● **EXCERPTED RECORDS**
■ ■ ■

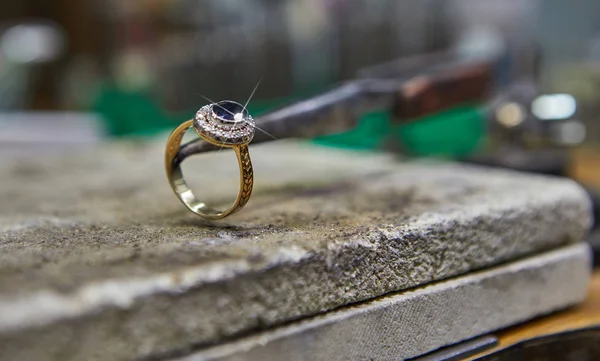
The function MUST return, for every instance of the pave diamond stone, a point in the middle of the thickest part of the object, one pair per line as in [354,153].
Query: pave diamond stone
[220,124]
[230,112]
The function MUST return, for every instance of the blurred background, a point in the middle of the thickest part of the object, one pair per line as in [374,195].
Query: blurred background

■ ■ ■

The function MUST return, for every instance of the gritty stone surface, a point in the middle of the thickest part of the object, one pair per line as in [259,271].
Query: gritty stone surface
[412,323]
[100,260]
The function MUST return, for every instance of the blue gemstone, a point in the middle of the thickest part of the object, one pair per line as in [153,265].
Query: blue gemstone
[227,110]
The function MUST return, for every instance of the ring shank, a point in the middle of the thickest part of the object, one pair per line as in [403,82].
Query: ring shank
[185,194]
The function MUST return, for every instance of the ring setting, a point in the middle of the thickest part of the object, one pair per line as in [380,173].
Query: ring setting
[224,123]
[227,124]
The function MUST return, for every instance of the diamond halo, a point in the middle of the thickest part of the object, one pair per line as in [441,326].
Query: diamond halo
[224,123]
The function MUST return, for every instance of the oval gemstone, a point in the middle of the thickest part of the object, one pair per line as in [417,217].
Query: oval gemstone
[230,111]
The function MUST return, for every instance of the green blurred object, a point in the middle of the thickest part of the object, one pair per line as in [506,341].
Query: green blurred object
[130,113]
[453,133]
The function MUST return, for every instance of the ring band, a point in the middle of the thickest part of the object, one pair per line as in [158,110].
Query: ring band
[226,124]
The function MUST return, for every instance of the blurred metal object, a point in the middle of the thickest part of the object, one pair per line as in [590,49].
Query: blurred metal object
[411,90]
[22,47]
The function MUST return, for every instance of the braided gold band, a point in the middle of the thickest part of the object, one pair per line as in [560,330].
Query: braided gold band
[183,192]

■ ■ ■

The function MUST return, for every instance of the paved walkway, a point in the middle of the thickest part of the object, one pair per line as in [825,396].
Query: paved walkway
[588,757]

■ ■ ■

● **TO DO**
Output the part of the material that opens with the line containing "The function MUST return, for every instance of the pave diamond" and closes with the line containing "Query: blurred background", both lines included, as a Markdown table with the columns Row and Line, giving each line its row number and leaving out blank lines.

● **WRITTEN RESPONSE**
| Row | Line |
|---|---|
| 1 | The function MUST return, for every instance of the pave diamond stone, a point in the middle of the thickest part of the object, one pair per line as in [354,153]. |
| 2 | Query: pave diamond stone |
| 3 | [220,124] |
| 4 | [230,112] |
| 5 | The function MUST return, for every instance of the blurred background, a point in the middle of the thickest part of the object, one pair per line as in [374,195]. |
| 6 | Query: blurred background |